**Extract provided**
## BEGIN
DESIGNER OF CHIPS ARM claims that servers using its multi-core chips will go up against Intel within the next 12 months.
Talking to EE Times, Warren East, ARM Holdings' CEO, said that while its chips have traditionally been used in "relatively low performance" roles the firm's architecture can "support server application as it is". East said that the company is cranking out multi-core chip designs running at "up to 2GHz".
Servers require much more than just fast chips, as Chipzilla found out prior to ditching the front-side bus on its Xeon chips, a fact that East acknowledged but didn't elaborate on regarding his firm's approach.
The chip designer has pretty much sewn up the mobile chip market, licensing its designs out to just about everyone, but a move into the equally competitive server market will allow the company to trade on its image of designing energy efficient chips.
In recent years the metric that both Intel and AMD have touted when pushing server chips is 'performance per watt per square metre', or in plain English, energy efficiency. For ARM this isn't a bad thing, as the company has shown that its devices are pretty adept when it comes to energy efficiency.
East wasn't willing to name the chip foundries that ARM is working with, however he said that information should tip up in the next 12 months. µ
Well for those who say 32bit is all that is needed, your right unless you want a database in there somewhere. Data grows exponentially every year so the more of the tables you can keep in ram the faster the access... 4GB is very small footprint to do this. For your average home/Soho/medium business 32bit is fine but for someone like Google or Microsoft 64bit is necessary.
I am happy about this development though because it will just take away segment space from Intel so that they work even harder to please the people who buys it's kits and sell them for less.
@Bazza
I worked with Transputers in the early 90s (in Occam - not lower level), so I appreciate the nostalgia, but I don't expect the clock to be turned back to a simpler time. The world runs on "apps written in rubbish languages". I doubt businesses will pay to have them rewritten for a sake of a new little processor.
## END
**Given request a**
Find every line in the entries below that contains the word "poster", and copy each one. Case counts.

[Contour annotation records]
## BEGIN
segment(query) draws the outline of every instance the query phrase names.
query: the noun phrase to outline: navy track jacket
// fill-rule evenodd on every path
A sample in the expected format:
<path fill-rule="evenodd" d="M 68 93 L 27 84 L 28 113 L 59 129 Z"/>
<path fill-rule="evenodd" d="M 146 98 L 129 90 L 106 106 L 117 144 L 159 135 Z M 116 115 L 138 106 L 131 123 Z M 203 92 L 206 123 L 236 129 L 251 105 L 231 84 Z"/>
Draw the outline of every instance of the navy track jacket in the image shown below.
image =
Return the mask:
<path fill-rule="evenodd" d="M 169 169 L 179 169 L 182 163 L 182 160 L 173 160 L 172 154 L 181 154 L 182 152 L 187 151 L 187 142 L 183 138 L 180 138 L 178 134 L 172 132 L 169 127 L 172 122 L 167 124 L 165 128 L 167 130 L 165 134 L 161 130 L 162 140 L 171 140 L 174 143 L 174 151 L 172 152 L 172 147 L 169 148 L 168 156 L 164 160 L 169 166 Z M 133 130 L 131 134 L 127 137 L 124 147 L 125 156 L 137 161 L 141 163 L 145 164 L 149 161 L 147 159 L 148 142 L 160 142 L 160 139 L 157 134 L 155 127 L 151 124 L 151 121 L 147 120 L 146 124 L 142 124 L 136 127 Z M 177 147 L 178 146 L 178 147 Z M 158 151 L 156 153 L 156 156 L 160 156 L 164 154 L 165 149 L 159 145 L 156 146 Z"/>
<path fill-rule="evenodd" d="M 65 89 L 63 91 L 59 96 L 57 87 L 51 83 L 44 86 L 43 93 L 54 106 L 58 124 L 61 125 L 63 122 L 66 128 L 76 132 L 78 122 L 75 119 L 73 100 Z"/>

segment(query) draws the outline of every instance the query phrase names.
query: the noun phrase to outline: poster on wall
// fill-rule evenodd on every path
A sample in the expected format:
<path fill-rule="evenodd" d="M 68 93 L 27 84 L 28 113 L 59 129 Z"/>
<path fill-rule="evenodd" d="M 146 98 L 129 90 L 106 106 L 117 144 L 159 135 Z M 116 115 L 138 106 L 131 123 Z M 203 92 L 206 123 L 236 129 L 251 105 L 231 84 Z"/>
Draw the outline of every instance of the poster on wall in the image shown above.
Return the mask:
## END
**Given request b**
In the ARM server article, list every company named in the reader comments that follow the µ symbol.

**Written reply a**
query: the noun phrase to outline: poster on wall
Draw the outline of every instance of the poster on wall in the image shown above.

**Written reply b**
Google, Microsoft, Intel